** START OF EXTRACT PROVIDED **
You are viewing a plain text version of this content. The canonical link for it is here.
Posted to user@flink.apache.org by Martijn Visser <ma...@apache.org> on 2022/07/01 10:56:41 UTC

Re: Memory issues with KafkaSink exactly once

I'm looping in Qingsheng to get his opinion.

@Charles do you think https://issues.apache.org/jira/browse/FLINK-28250
matches with your situation too?

Op do 30 jun. 2022 om 18:56 schreef Charles Tan <ct...@gmail.com>:

> Hi Flink users,
>
> Last week I sent an email about memory issues I was experiencing when
> using Kafka Sink with exactly once delivery guarantees. For a simple kafka
> source --> kafka sink job where the kafka sink has exactly once guarantees
> enabled, the Taskmanager heap usage just grows until eventually the
> Taskmanager fails with “java.lang.OutOfMemoryError: Java heap space”. More
> details in the forwarded email. I wanted to raise this issue again this
> week to see if anyone has encountered something similar or has any ideas
> for addressing this issue.
** END OF EXTRACT PROVIDED **
** START OF SOURCE MATERIAL **
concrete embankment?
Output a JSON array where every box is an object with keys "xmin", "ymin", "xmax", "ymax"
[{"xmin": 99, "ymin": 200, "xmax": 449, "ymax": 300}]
** END OF SOURCE MATERIAL **
§ **PROBLEM DESCRIPTION**:
Write the next part of the Flink mailing-list thread about KafkaSink memory growth with exactly-once delivery, starting right after its last sentence.

§ **TASK RESULT**:
>
> Thanks,
> Charles
>
> ---------- Forwarded message ---------
> From: Charles Tan <ct...@gmail.com>
> Date: Thu, Jun 23, 2022 at 8:40 PM
> Subject: Memory issues with KafkaSink exactly once
> To: <us...@flink.apache.org>
>
>
> Hi Flink users,
>
> I’m running into memory issues using KafkaSink with exactly once
> guarantees. My Flink job runs for ~2h30m before the Taskmanager fails with
> “java.lang.OutOfMemoryError: Java heap space”. In particular, I’ve noticed
> classes like “org.apache.kafka.common.MetricName” and
> “org.apache.kafka.common.metrics.Sensor” growing over time. When I run the
> same application but switch the delivery guarantees to none or at least
> once, the memory issues don’t occur. Am I missing some configurations for
> exactly once or is there a known issue with memory leaks related to exactly
> once kafka sink? Below I’ve provided some screenshots from analyzing heap
> dumps taken from my failing job, as well as code snippets from the job
> itself.
>
> These are pie charts displaying top classes for memory consumption, taken
> roughly 30 mins apart:
> [image: Screen Shot 2022-06-23 at 8.23.25 PM.png]
> [image: Screen Shot 2022-06-23 at 8.23.36 PM.png]
> [image: Screen Shot 2022-06-23 at 8.23.44 PM.png]
> Job configuration:
>
>    - Flink 1.15.0
>    - scala version 2.12
>    - java version 11
>    - taskmanager.memory.process.size=1024m
>
> Code Snippet:
>
> public class FlinkTest {
>     public void main(String[] args) throws Exception {
>         StreamExecutionEnvironment env = StreamExecutionEnvironment.getExecutionEnvironment();
>         KafkaSource<String> source = KafkaSource.<String>builder()
>             .setBootstrapServers("localhost:9092")
>             .setTopics("input")
>             .setGroupId("my-group" + System.currentTimeMillis())
>             .setStartingOffsets(OffsetsInitializer.earliest())
>             .setValueOnlyDeserializer(new SimpleStringSchema())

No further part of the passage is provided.